> [Prompt]: Take the entries below and retype them word for word, excluding the images.

> [Exercise materials]:
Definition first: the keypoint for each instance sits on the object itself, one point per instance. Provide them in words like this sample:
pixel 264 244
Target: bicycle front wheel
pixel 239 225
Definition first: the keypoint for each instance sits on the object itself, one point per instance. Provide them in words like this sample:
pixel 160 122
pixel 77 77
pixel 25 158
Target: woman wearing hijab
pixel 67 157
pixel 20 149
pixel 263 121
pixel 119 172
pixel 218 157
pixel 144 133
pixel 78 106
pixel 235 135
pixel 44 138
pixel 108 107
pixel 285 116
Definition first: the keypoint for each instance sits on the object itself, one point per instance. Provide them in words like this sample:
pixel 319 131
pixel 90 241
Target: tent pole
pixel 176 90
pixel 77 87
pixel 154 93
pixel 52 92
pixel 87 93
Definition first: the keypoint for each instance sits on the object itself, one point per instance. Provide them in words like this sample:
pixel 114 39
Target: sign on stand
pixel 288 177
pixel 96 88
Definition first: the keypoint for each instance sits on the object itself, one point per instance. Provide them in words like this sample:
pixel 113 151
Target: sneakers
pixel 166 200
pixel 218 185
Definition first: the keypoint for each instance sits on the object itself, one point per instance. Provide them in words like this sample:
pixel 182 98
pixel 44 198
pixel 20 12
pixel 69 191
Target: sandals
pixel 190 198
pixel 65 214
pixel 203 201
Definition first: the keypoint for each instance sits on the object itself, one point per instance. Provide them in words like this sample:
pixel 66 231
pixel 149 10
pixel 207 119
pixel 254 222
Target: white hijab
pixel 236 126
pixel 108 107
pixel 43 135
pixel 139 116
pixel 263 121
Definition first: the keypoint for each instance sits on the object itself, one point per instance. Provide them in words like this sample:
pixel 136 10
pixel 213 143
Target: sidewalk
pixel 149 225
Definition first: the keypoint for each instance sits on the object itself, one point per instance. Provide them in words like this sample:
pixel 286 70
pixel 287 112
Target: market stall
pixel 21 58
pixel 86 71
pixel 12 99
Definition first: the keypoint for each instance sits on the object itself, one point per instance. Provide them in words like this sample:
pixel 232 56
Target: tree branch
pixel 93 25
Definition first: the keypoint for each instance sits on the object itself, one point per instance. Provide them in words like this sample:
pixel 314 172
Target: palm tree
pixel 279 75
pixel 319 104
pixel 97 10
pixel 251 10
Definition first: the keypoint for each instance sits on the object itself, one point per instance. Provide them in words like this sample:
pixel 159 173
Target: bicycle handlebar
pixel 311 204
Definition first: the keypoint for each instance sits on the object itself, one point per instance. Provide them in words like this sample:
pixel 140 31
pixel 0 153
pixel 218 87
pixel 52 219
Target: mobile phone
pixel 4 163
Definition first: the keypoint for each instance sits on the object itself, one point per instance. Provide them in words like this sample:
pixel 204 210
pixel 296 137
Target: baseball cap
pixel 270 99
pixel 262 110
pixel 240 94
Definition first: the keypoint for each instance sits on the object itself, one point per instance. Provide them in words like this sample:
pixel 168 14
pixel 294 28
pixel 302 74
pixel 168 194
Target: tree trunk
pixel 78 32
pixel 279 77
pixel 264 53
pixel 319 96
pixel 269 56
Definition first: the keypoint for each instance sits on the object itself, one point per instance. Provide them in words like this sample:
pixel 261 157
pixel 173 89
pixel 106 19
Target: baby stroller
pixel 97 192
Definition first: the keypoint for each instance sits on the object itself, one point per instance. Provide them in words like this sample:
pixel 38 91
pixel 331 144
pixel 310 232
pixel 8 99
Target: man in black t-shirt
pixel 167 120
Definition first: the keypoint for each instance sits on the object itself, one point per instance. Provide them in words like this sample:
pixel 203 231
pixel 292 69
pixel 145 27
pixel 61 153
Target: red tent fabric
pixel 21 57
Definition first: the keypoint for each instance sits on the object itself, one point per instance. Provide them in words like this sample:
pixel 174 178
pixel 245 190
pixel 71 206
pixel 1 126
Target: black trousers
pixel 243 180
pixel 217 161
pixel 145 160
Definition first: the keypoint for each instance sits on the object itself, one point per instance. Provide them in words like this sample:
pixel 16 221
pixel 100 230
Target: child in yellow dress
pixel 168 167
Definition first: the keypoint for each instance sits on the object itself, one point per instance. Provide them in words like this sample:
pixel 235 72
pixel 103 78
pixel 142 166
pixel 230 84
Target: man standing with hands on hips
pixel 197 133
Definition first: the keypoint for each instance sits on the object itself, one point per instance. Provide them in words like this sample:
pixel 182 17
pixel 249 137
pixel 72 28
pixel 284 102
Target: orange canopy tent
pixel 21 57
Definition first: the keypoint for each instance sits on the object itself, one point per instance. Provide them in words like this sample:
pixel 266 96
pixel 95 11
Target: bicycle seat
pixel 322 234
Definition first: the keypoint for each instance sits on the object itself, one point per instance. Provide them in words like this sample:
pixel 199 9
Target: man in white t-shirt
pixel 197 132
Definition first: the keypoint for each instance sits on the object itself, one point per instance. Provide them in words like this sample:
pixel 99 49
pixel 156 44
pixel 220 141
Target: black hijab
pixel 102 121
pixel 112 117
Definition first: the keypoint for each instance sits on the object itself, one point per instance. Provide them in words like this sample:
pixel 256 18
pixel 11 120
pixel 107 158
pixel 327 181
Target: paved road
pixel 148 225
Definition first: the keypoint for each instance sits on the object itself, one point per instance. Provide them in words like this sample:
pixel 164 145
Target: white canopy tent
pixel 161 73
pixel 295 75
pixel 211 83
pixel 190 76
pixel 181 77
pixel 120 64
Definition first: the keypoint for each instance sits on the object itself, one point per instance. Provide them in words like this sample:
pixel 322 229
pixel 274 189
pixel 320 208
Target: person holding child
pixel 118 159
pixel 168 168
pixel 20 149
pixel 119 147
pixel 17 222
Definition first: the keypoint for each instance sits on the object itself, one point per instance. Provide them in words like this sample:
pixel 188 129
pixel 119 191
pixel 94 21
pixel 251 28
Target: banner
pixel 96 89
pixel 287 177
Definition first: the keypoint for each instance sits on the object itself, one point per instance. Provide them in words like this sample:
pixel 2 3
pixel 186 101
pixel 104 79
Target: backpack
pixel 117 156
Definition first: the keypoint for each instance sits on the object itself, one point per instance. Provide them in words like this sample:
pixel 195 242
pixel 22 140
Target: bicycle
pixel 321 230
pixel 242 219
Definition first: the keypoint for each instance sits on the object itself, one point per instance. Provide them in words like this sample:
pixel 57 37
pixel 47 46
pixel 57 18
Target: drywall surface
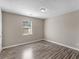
pixel 0 30
pixel 13 30
pixel 63 29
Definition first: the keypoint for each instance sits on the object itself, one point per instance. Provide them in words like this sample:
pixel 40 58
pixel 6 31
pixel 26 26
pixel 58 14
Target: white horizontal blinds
pixel 27 27
pixel 27 24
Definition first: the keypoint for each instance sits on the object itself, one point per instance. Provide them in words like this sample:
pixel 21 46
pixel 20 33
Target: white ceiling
pixel 32 7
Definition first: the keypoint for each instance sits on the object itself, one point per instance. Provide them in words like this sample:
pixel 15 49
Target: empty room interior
pixel 39 29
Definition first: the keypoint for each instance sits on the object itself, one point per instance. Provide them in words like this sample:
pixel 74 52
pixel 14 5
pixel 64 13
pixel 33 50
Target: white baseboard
pixel 63 45
pixel 21 44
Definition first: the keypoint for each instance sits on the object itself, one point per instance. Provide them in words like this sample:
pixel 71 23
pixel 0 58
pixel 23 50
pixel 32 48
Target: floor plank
pixel 39 50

> [Written answer]:
Definition first: the keypoint for each instance sits on the object itself, one point per instance. Provide them in words like this sample:
pixel 264 244
Target: bicycle front wheel
pixel 239 225
Definition first: the keypoint for each instance sits on the object itself, one point per instance. Provide them in words like this sample:
pixel 160 122
pixel 77 77
pixel 25 158
Target: woman wearing hijab
pixel 67 157
pixel 20 149
pixel 263 121
pixel 119 172
pixel 218 157
pixel 144 133
pixel 78 106
pixel 235 135
pixel 44 138
pixel 108 107
pixel 285 116
Definition first: the keypoint for each instance sits on the object itself, one point per instance. Provide them in words like this sample:
pixel 319 131
pixel 90 241
Target: tent pole
pixel 176 90
pixel 77 87
pixel 154 93
pixel 52 92
pixel 87 93
Definition first: the keypoint for each instance sits on the object itself, one point per instance. Provide them in words like this sample:
pixel 114 39
Target: sign on stand
pixel 288 177
pixel 96 88
Definition first: the keypoint for each instance sits on the object itself, one point per instance. Provide them in words like this sample:
pixel 113 151
Target: sneakers
pixel 166 200
pixel 218 185
Definition first: the keypoint for each instance sits on the object itself, one point per instance. Provide them in words like this sample:
pixel 182 98
pixel 44 198
pixel 20 12
pixel 69 191
Target: sandals
pixel 190 198
pixel 65 214
pixel 203 201
Definition first: the keypoint for each instance sits on the object itself, one point per instance. Provide them in words like this sample:
pixel 66 231
pixel 149 10
pixel 207 119
pixel 254 222
Target: white hijab
pixel 236 126
pixel 108 107
pixel 43 135
pixel 139 116
pixel 263 121
Definition first: the keypoint for each instance sits on the object itself, one point per instance. Provide them in words like this sample:
pixel 136 10
pixel 213 143
Target: sidewalk
pixel 149 225
Definition first: the keypoint for each instance sits on the object itself, one point per instance. Provide them in words like this sample:
pixel 286 70
pixel 287 112
Target: market stall
pixel 21 58
pixel 86 71
pixel 12 99
Definition first: the keypoint for each instance sits on the object itself, one point per instance. Provide them in words like this sample:
pixel 232 56
Target: tree branch
pixel 93 25
Definition first: the keypoint for each instance sits on the object itself, one point per instance. Provide them in words like this sample:
pixel 314 172
Target: palm tree
pixel 279 75
pixel 319 104
pixel 97 10
pixel 251 10
Definition first: the keypoint for each instance sits on the object itself, one point per instance. Provide them in words like this sample:
pixel 159 173
Target: bicycle handlebar
pixel 311 204
Definition first: the keypoint for each instance sits on the object itself, one point per instance. Provide them in words like this sample:
pixel 140 31
pixel 0 153
pixel 218 87
pixel 52 219
Target: mobile phone
pixel 4 163
Definition first: the keypoint for each instance sits on the object itself, one point per instance. Provide them in words like this sample:
pixel 204 210
pixel 296 137
Target: baseball cap
pixel 270 99
pixel 262 110
pixel 240 94
Definition first: the keypoint for each instance sits on the object itself, one point per instance. Provide them in words like this sample:
pixel 168 14
pixel 294 28
pixel 302 74
pixel 168 194
Target: tree trunk
pixel 78 32
pixel 279 77
pixel 264 53
pixel 319 96
pixel 269 56
Definition first: the keypoint for each instance sits on the object itself, one point per instance. Provide them in words like this sample:
pixel 261 157
pixel 173 89
pixel 106 19
Target: baby stroller
pixel 97 192
Definition first: the keypoint for each instance sits on the object itself, one point per instance. Provide them in words like this sample:
pixel 38 91
pixel 331 144
pixel 310 232
pixel 8 99
Target: man in black t-shirt
pixel 167 120
Definition first: the keypoint for each instance sits on the object itself, one point per instance. Provide them in words like this sample:
pixel 203 231
pixel 292 69
pixel 145 27
pixel 61 153
Target: red tent fabric
pixel 21 57
Definition first: the keypoint for each instance sits on the object itself, one point per instance. Provide them in words like this sample:
pixel 174 178
pixel 245 190
pixel 71 206
pixel 1 126
Target: black trousers
pixel 243 180
pixel 217 161
pixel 145 160
Definition first: the keypoint for each instance sits on the object itself, one point per instance. Provide them in words like this sample:
pixel 16 221
pixel 100 230
Target: child in yellow dress
pixel 168 167
Definition first: the keypoint for each instance sits on the object itself, one point per instance. Provide them in words like this sample:
pixel 235 72
pixel 103 78
pixel 142 166
pixel 230 84
Target: man standing with hands on hips
pixel 197 133
Definition first: the keypoint for each instance sits on the object itself, one point per instance. Provide them in words like this sample:
pixel 182 17
pixel 249 137
pixel 72 28
pixel 284 102
Target: orange canopy tent
pixel 21 57
Definition first: the keypoint for each instance sits on the object itself, one point per instance. Provide them in words like this sample:
pixel 266 96
pixel 95 11
Target: bicycle seat
pixel 322 234
Definition first: the keypoint for each instance sits on the object itself, one point per instance. Provide them in words like this sample:
pixel 199 9
Target: man in white t-shirt
pixel 197 132
Definition first: the keypoint for each instance sits on the object itself, one point per instance. Provide them in words like this sample:
pixel 99 49
pixel 156 44
pixel 220 141
Target: black hijab
pixel 102 121
pixel 112 117
Definition first: the keypoint for each instance sits on the object itself, one point per instance. Provide them in words like this sample:
pixel 256 18
pixel 11 120
pixel 107 158
pixel 327 181
Target: paved road
pixel 148 225
Definition first: the keypoint for each instance sits on the object itself, one point per instance. Provide them in words like this sample:
pixel 164 145
Target: white canopy tent
pixel 161 73
pixel 295 75
pixel 211 83
pixel 190 76
pixel 181 77
pixel 120 64
Definition first: the keypoint for each instance sits on the object itself, one point per instance. Provide them in words like this sample:
pixel 322 229
pixel 274 189
pixel 320 208
Target: person holding child
pixel 118 159
pixel 168 168
pixel 20 149
pixel 119 147
pixel 17 222
Definition first: the keypoint for each instance sits on the object itself, one point per instance. Provide them in words like this sample:
pixel 188 129
pixel 119 191
pixel 94 21
pixel 251 28
Target: banner
pixel 96 89
pixel 287 177
Definition first: the keypoint for each instance sits on the object itself, one point per instance. Provide them in words like this sample:
pixel 2 3
pixel 186 101
pixel 104 79
Target: backpack
pixel 117 156
Definition first: the keypoint for each instance sits on the object itself, one point per instance. Provide them in words like this sample:
pixel 195 242
pixel 22 140
Target: bicycle
pixel 321 230
pixel 242 219
Definition first: the keypoint for each instance sits on the object itself, one point per instance. Provide them in words like this sample:
pixel 57 37
pixel 47 46
pixel 57 18
Target: drywall surface
pixel 0 30
pixel 13 30
pixel 63 29
Definition first: the keypoint for each instance sits on the object itself, one point per instance. Provide them in words like this sample:
pixel 40 58
pixel 6 31
pixel 26 26
pixel 58 14
Target: white horizontal blinds
pixel 27 27
pixel 27 24
Definition first: the keypoint for each instance sits on the object itself, one point per instance. Provide them in words like this sample:
pixel 21 46
pixel 20 33
Target: white ceiling
pixel 32 7
Definition first: the keypoint for each instance sits on the object itself, one point per instance. Provide them in words like this sample:
pixel 15 49
Target: empty room interior
pixel 39 29
Definition first: the keypoint for each instance sits on the object itself, one point per instance. Provide them in words like this sample:
pixel 74 52
pixel 14 5
pixel 64 13
pixel 33 50
Target: white baseboard
pixel 63 45
pixel 21 44
Definition first: the keypoint for each instance sits on the object itself, one point per instance. Provide them in words like this sample:
pixel 71 23
pixel 0 58
pixel 23 50
pixel 32 48
Target: floor plank
pixel 39 50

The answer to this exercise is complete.